■ **Exercise text**
====

Document                          Sentence
Structural (Ds)                   (obo:GO_0007611, rdfs:subClassOf, obo:GO_0007610)
Literal (Ds, l )                  (“learning”, “or”, “memory”, “subclassof”, “behavior”)
Combined, random (Ds, l, rc )     (“learning”, “or”, “memory”, “subclassof”, obo:GO_0007610)
                                  (“learning”, “or”, “memory”, “subclassof”, obo:GO_0007610),
Combined, traverse (Ds, l, tc )
                                  (obo:GO_0007610, “subclassof”, “behavior”)




3        Methods
Our input data is the Gene Ontology (GO) [4] retrieved on 9th October 2020 from the
Open Biological and Biomedical Ontologies (OBO) Foundry website. GO is one of
the most successful ontology development projects to date, broadly used in Life
Sciences. GO has 44,272 classes split into three branches: biological process (28,922
classes), molecular function (11,157 classes), cellular component (4,193 classes). We
use OWL2Vec* to create embeddings which are later clustered by k-means. We then
use the Silhouette score and Bag of Words to evaluate the output.

====

■ **Exercise goal**
Continue the passage on clustering Gene Ontology embeddings with OWL2Vec*, starting right after its last sentence. The records come from a separate, unrelated source.

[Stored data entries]
====

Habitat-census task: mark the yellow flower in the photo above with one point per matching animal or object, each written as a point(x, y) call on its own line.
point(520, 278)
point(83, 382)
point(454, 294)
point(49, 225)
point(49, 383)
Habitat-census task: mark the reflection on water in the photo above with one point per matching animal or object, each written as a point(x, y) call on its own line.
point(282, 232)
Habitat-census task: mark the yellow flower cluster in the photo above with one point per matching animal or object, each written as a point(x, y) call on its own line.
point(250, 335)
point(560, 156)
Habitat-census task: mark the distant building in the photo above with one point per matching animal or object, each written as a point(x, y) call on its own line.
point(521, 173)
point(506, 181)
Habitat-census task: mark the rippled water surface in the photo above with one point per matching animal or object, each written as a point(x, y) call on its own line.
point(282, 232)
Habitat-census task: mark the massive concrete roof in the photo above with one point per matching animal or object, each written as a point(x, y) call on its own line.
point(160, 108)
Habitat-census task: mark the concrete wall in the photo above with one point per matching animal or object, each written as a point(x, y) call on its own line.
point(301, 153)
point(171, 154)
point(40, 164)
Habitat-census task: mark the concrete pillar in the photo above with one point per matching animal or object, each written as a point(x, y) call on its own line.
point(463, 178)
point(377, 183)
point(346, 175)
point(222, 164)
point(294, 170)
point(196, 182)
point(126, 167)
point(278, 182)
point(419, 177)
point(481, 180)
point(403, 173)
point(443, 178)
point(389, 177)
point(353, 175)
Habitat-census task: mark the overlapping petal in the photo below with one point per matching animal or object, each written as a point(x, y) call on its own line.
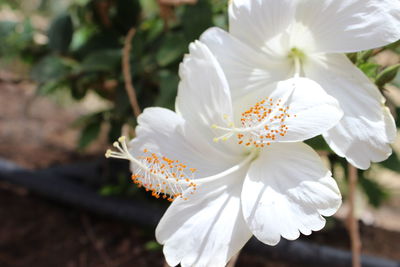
point(286, 191)
point(208, 229)
point(247, 69)
point(367, 128)
point(342, 26)
point(165, 132)
point(298, 105)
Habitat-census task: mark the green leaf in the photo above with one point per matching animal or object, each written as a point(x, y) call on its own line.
point(318, 143)
point(168, 87)
point(196, 19)
point(89, 134)
point(375, 193)
point(172, 49)
point(60, 33)
point(127, 14)
point(152, 246)
point(387, 75)
point(102, 60)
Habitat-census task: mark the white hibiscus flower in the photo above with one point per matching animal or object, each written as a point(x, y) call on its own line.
point(270, 40)
point(229, 183)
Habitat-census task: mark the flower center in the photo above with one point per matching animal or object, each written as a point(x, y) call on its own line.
point(262, 124)
point(164, 177)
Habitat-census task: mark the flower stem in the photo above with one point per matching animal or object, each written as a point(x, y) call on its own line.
point(233, 260)
point(352, 219)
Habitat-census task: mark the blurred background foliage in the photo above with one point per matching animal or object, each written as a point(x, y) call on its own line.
point(80, 53)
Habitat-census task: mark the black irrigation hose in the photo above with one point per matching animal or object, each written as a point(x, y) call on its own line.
point(61, 184)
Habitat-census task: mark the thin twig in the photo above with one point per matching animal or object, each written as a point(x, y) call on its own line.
point(352, 219)
point(126, 68)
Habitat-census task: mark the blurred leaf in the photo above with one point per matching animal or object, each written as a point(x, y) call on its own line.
point(172, 49)
point(115, 129)
point(375, 193)
point(370, 69)
point(102, 60)
point(392, 163)
point(353, 57)
point(168, 88)
point(153, 27)
point(89, 133)
point(387, 75)
point(152, 246)
point(60, 33)
point(49, 69)
point(196, 19)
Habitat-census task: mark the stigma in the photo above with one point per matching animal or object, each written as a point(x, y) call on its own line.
point(164, 177)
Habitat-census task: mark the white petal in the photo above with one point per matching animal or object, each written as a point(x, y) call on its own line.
point(246, 69)
point(258, 21)
point(311, 110)
point(208, 228)
point(163, 131)
point(367, 128)
point(204, 97)
point(286, 191)
point(350, 25)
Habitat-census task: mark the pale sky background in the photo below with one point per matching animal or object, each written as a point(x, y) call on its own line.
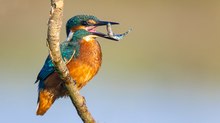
point(167, 70)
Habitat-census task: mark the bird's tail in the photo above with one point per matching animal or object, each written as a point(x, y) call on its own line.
point(45, 100)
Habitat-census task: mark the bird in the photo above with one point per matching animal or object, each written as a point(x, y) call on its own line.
point(83, 57)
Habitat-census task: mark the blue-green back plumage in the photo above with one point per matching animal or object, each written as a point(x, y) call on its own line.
point(78, 20)
point(69, 49)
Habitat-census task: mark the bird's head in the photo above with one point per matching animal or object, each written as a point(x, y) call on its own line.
point(86, 22)
point(86, 35)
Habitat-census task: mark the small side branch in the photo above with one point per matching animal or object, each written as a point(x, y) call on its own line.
point(53, 41)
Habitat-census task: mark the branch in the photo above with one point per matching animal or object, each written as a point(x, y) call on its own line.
point(53, 38)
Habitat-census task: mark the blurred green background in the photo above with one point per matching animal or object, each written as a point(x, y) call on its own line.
point(165, 71)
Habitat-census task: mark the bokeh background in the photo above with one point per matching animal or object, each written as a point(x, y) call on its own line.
point(165, 71)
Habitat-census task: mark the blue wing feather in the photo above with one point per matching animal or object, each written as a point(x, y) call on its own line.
point(67, 49)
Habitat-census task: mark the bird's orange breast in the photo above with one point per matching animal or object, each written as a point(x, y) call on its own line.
point(86, 65)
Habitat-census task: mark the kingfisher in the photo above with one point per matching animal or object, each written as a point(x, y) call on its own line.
point(82, 55)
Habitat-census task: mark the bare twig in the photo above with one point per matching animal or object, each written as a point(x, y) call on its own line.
point(53, 38)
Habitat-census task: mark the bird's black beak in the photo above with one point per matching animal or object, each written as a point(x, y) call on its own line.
point(99, 34)
point(104, 23)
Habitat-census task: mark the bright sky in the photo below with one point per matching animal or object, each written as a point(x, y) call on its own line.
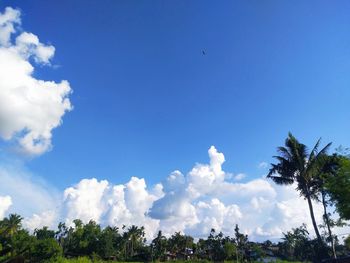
point(147, 101)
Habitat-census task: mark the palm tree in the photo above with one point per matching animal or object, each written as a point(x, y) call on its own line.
point(296, 165)
point(11, 225)
point(135, 236)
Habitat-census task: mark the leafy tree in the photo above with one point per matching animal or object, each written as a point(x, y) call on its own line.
point(109, 243)
point(338, 187)
point(135, 239)
point(241, 241)
point(296, 244)
point(347, 242)
point(45, 250)
point(44, 233)
point(158, 246)
point(296, 165)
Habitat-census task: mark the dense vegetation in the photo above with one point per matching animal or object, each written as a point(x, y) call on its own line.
point(319, 177)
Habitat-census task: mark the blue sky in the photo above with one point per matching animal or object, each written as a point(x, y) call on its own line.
point(147, 101)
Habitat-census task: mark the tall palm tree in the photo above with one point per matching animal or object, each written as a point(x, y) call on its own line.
point(296, 165)
point(11, 225)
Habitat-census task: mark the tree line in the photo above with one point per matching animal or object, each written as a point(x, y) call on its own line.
point(318, 176)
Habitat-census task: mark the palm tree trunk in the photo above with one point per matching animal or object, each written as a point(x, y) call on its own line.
point(327, 223)
point(313, 218)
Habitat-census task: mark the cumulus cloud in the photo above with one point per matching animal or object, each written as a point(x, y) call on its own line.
point(30, 108)
point(5, 203)
point(192, 203)
point(263, 165)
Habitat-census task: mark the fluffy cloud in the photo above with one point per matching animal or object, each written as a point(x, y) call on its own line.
point(110, 204)
point(5, 203)
point(30, 108)
point(192, 203)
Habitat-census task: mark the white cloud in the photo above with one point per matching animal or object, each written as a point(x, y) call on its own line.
point(192, 203)
point(239, 176)
point(29, 194)
point(263, 165)
point(30, 108)
point(5, 203)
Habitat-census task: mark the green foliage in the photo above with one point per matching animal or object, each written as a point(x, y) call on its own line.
point(338, 187)
point(347, 242)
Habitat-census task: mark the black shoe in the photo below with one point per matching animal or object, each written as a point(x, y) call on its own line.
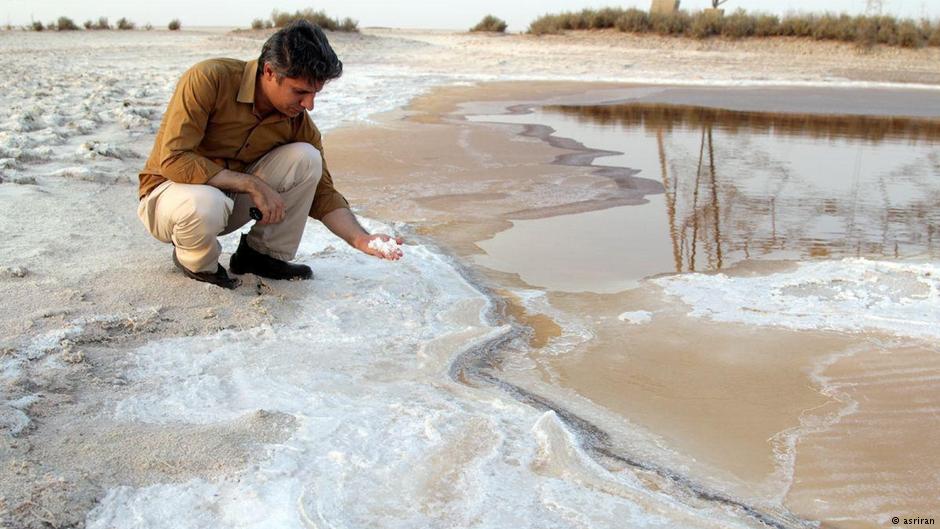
point(247, 260)
point(219, 278)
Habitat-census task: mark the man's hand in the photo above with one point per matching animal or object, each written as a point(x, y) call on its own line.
point(381, 246)
point(343, 223)
point(268, 201)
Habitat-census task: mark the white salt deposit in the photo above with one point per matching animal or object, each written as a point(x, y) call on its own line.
point(851, 295)
point(637, 317)
point(387, 248)
point(384, 436)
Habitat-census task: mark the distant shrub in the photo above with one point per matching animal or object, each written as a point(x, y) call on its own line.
point(545, 25)
point(633, 21)
point(797, 26)
point(66, 24)
point(866, 33)
point(675, 24)
point(934, 38)
point(887, 30)
point(739, 25)
point(102, 23)
point(490, 23)
point(909, 35)
point(605, 18)
point(348, 25)
point(766, 25)
point(863, 30)
point(706, 23)
point(280, 19)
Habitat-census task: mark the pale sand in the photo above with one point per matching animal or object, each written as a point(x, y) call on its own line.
point(734, 420)
point(86, 256)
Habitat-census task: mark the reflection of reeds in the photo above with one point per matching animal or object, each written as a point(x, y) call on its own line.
point(667, 117)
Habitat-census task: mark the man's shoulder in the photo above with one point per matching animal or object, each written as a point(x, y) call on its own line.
point(219, 68)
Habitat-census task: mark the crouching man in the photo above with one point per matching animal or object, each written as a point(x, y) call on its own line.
point(237, 140)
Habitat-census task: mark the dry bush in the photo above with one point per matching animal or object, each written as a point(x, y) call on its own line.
point(766, 25)
point(675, 24)
point(864, 31)
point(545, 25)
point(605, 18)
point(348, 25)
point(832, 27)
point(706, 24)
point(739, 25)
point(633, 21)
point(490, 23)
point(909, 35)
point(866, 34)
point(319, 18)
point(934, 38)
point(66, 24)
point(797, 25)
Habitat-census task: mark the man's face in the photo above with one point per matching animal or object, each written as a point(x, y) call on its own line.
point(289, 96)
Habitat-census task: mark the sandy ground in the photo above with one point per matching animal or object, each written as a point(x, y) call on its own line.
point(76, 131)
point(461, 181)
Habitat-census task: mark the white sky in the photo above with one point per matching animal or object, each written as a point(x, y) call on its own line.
point(448, 14)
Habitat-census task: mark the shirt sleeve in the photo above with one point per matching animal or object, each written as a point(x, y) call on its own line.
point(184, 128)
point(326, 198)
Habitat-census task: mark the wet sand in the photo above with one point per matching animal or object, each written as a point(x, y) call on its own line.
point(772, 417)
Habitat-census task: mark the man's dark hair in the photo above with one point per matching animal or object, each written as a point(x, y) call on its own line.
point(300, 50)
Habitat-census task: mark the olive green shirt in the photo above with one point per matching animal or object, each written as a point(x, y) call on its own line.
point(210, 125)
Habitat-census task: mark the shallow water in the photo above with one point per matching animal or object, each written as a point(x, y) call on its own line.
point(734, 186)
point(796, 258)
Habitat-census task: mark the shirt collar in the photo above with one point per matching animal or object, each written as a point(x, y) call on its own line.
point(246, 94)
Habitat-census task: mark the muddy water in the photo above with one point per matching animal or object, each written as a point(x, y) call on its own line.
point(565, 210)
point(819, 421)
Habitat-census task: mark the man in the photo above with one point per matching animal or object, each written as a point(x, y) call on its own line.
point(237, 136)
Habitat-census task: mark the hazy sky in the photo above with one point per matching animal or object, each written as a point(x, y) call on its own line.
point(451, 14)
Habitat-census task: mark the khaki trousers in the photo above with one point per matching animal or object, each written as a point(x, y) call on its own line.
point(193, 216)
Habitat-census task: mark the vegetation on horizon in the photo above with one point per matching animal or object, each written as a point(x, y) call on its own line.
point(65, 24)
point(280, 19)
point(101, 24)
point(490, 23)
point(864, 30)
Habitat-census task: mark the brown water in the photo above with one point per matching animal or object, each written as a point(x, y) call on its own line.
point(833, 426)
point(732, 186)
point(813, 419)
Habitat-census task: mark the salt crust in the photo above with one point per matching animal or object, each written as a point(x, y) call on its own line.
point(851, 295)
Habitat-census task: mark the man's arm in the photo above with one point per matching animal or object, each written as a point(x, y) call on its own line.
point(184, 126)
point(344, 225)
point(264, 196)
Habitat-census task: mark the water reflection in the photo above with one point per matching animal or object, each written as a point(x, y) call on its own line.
point(745, 184)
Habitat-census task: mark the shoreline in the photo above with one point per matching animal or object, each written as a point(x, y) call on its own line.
point(127, 294)
point(445, 102)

====

■ **Result of this exercise**
3.1       OWL2Vec* and Clustering
OWL2Vec* requires some hyperparameters and settings to run. First we have to
define the Document and Embedding Settings. OWL2Vec* has ten different
combinations of document and embedding settings. These combinations come from
the four document options (Structural, Lexical, Combined - Random, Combined -
Traversal) and three output vector options (IRI, Word, or a concatenation of IRI and
Word vectors). The annotations that are used as lexical information (i.e., Annotation
Type) can also be configured. This project tested whether limiting the type of entity
annotations to rdfs:label and oboInOwl:hasExactSynonym would reduce noise
compared with including all annotations. Therefore the settings tested are ‘All
Annotations’ and ‘Limited Annotations’. While the Walker Type determines the
walking method, the Walk Depth controls the length of the walk. Two ontology
walking methods were considered, random walks and random walks with Weisfeiler
Lehman sub-tree kernel enabled, and walking depths of 2, 4, and 6 were tested.
Finally, the Embedding Size is defined, having an impact on the output size. Sizes of
50, 100, and 200 were tested. For each of the embeddings produced, k-means
clustering with three (trying to reflect the three GO branches) and 400 clusters were
implemented (so we would get small clusters but still with meaningful information).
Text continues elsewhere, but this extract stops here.